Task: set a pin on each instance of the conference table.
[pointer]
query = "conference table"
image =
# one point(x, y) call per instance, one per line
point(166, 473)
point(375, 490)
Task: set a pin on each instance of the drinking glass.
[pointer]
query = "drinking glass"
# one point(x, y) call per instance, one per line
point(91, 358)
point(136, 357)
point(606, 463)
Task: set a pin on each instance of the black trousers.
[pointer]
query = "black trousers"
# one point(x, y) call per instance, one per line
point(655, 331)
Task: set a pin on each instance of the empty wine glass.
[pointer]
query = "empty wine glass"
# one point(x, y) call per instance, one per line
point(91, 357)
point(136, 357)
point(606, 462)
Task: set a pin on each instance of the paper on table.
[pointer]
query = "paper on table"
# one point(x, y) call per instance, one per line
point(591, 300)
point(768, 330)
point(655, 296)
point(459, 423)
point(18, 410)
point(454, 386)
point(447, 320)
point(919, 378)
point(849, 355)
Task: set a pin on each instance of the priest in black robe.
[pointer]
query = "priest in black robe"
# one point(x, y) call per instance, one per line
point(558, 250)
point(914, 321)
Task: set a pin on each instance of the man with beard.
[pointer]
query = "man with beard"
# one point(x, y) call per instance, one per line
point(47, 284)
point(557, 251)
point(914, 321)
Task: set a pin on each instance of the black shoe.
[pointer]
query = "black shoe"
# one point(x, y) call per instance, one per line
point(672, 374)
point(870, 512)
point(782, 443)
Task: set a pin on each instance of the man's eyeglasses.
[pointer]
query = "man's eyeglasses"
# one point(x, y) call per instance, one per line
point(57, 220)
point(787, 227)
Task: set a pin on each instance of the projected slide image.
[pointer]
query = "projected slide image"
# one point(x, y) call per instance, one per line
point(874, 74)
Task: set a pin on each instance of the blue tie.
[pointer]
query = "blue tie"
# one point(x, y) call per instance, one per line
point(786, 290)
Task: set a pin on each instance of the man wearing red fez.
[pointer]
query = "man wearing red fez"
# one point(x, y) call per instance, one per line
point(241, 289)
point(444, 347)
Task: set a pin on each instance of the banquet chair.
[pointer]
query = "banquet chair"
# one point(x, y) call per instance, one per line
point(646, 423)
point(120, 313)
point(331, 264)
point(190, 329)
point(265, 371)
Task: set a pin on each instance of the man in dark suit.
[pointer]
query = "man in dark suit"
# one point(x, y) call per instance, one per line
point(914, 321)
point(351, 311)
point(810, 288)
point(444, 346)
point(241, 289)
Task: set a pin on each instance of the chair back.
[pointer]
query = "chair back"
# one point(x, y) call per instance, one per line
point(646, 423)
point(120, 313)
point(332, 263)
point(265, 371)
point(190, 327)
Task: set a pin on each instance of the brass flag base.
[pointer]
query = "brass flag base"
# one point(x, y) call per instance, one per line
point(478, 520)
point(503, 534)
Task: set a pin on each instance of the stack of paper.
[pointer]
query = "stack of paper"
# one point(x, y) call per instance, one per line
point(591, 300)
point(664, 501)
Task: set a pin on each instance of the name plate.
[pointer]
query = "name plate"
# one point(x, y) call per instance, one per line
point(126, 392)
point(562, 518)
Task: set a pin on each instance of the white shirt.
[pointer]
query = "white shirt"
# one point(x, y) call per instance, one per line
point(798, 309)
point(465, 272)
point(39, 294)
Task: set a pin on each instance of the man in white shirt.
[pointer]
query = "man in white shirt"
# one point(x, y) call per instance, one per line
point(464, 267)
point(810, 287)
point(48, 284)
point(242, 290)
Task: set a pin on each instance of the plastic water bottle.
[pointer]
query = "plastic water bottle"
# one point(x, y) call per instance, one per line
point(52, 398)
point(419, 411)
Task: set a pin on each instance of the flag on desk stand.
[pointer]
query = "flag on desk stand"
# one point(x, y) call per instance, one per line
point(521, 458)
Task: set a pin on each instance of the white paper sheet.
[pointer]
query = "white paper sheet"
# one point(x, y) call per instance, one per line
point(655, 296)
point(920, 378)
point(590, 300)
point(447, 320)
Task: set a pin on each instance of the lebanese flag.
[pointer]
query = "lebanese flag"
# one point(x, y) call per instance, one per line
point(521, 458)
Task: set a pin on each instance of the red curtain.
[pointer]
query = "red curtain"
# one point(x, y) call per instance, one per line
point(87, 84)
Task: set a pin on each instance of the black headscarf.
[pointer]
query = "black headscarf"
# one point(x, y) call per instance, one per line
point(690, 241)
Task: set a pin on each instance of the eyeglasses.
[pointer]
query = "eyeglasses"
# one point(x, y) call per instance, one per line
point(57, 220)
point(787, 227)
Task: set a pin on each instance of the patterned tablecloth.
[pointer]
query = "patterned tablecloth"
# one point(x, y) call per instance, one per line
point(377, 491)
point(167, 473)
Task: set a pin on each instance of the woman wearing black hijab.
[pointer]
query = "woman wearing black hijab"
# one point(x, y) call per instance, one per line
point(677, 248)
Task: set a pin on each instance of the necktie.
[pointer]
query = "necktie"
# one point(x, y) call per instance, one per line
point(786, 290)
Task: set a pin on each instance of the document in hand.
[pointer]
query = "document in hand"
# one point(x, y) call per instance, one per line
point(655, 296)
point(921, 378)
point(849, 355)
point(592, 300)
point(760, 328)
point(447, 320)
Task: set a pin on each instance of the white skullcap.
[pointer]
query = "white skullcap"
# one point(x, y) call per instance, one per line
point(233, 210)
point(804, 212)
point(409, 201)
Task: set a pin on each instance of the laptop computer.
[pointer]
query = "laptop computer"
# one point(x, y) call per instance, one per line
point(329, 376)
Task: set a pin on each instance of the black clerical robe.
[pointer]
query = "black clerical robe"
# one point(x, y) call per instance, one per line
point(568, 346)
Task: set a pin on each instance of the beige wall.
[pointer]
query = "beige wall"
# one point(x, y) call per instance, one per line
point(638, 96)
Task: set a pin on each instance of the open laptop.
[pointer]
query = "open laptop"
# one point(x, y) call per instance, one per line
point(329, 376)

· · ·

What is the number of lines in the records that include "plastic"? Answer with that number alone.

2